**REQUIRED WORK:** Copy out all of the lines below word for word, leaving out the pictures.

[BEGIN RECORDS FOR THIS TASK]

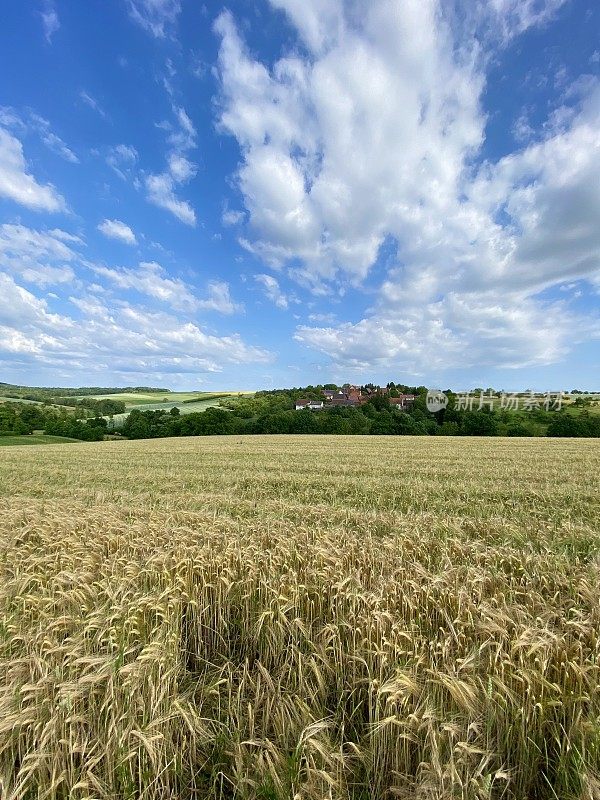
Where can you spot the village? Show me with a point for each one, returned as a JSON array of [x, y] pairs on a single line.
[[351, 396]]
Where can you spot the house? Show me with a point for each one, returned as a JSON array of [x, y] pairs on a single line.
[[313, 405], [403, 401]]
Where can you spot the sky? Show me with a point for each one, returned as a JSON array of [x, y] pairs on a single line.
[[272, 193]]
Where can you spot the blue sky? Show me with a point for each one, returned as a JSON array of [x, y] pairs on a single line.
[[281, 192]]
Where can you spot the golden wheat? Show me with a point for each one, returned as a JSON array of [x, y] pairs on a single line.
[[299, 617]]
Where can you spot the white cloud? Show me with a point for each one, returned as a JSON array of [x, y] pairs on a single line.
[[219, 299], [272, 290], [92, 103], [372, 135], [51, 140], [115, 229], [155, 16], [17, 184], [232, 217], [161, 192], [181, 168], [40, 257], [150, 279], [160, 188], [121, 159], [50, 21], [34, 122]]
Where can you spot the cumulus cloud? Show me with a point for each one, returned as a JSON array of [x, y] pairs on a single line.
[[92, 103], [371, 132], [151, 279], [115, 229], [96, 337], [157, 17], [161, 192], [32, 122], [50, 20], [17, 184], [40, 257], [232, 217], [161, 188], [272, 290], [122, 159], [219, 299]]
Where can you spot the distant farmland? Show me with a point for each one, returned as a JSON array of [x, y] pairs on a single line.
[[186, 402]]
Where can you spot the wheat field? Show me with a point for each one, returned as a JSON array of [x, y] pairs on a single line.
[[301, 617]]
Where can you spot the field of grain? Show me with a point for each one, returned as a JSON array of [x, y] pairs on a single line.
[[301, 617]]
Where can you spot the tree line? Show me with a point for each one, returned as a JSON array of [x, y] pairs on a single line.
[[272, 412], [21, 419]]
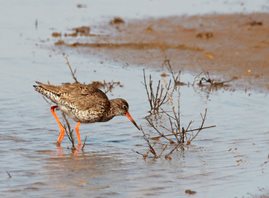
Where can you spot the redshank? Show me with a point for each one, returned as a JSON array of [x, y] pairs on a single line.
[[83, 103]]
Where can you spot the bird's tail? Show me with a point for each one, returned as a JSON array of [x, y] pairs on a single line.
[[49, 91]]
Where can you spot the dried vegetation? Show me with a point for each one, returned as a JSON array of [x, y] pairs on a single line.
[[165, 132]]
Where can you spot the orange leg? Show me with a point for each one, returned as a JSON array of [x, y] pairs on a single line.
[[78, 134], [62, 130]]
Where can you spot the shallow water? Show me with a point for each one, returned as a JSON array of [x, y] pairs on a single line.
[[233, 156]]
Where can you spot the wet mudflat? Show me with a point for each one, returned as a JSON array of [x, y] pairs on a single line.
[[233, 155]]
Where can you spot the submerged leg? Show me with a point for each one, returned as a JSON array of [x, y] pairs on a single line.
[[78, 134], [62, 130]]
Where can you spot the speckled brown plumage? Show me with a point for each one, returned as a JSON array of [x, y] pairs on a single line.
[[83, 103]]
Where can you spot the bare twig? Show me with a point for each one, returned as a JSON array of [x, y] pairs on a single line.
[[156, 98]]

[END RECORDS FOR THIS TASK]

**SOLUTION:**
Where can you spot the village? Show me with a point for each one, returned as a JSON array of [x, y] pairs on a single line.
[[351, 396]]
Where can you spot the house? Show me with a point for each one, returned as a JSON array of [x, y] pairs on a single line.
[[313, 405], [403, 401]]
Where can you spot the sky? Show me with a point for each one, returned as a JSON array of [x, y] pairs on a single line.
[[272, 193]]
Where can you spot the blue sky? Show me with a point for each one, returned as a JSON array of [x, y] pairs on a single line.
[[281, 192]]
Where can you spot the golden wheat? Show me with a point for each one, returned as a JSON array of [x, y] pairs on a single line.
[[299, 617]]
Where can you spot the white cloud? Show me with a point for each one, returned as a JSON array of [x, y] pairs on a single line.
[[219, 299], [272, 290], [92, 103], [372, 135], [51, 140], [115, 229], [155, 16], [17, 184], [232, 217], [161, 192], [181, 168], [40, 257], [150, 279], [160, 188], [121, 159], [50, 21], [34, 122]]
Where can you spot the cumulus cloud? Show me with a point for each one, returned as a JSON array of [x, y] pairs on a single line.
[[92, 103], [371, 132], [151, 279], [115, 229], [96, 337], [157, 17], [161, 192], [32, 122], [50, 20], [17, 184], [40, 257], [232, 217], [161, 188], [272, 290], [122, 159], [219, 299]]
Where can you spot the distant farmland? Show me with a point for each one, returned as a JSON array of [x, y] pairs on a single line.
[[186, 402]]
Where can you spot the wheat field? Show me with a point for each one, returned as a JSON array of [x, y] pairs on a single line.
[[301, 617]]
Where can you spot the field of grain? Show me with a point for each one, returned as a JSON array of [x, y] pairs on a single line.
[[301, 617]]
Where can you spot the tree line? Show me with a point for each one, returned as a JSON array of [x, y] pairs on a single line.
[[272, 412], [21, 419]]
Where can you spot the redshank? Show me with a point for each one, returned as a JSON array of [x, y] pairs on a single line.
[[83, 103]]
Where can you spot the bird's tail? Show me with a point for each one, returned as a JSON array of [x, y] pairs on a single line.
[[49, 91]]
Where can you spot the dried vegetation? Show me with a point for each one, returned as a JSON array of [x, y] pairs on a single line.
[[165, 132]]
Where can you spot the orange leg? Show me with a point for each one, returned as a JSON array of [x, y] pairs on a single line.
[[78, 134], [62, 130]]
Where can you spot the shallow water? Show me with a point for each one, returned as a JSON array of [x, y] pairs on a single line.
[[233, 156]]
Where can you spot the wet mudflat? Show me with a point for each one, returned as a JSON array of [x, y] pairs on a single line.
[[233, 155]]
Where can you spot the submerged leg? Show me with a point for each one, returned as a JSON array of [x, y] pairs on a single line.
[[78, 134], [62, 130]]
Where can you spot the speckled brown plumage? Show me with a point for each one, returned as a JSON array of [x, y] pairs on a single line.
[[83, 103]]
Where can you spot the bare twig? Show me with a point for each one, returned as a JSON array of [x, y] pairs on a single line.
[[156, 98]]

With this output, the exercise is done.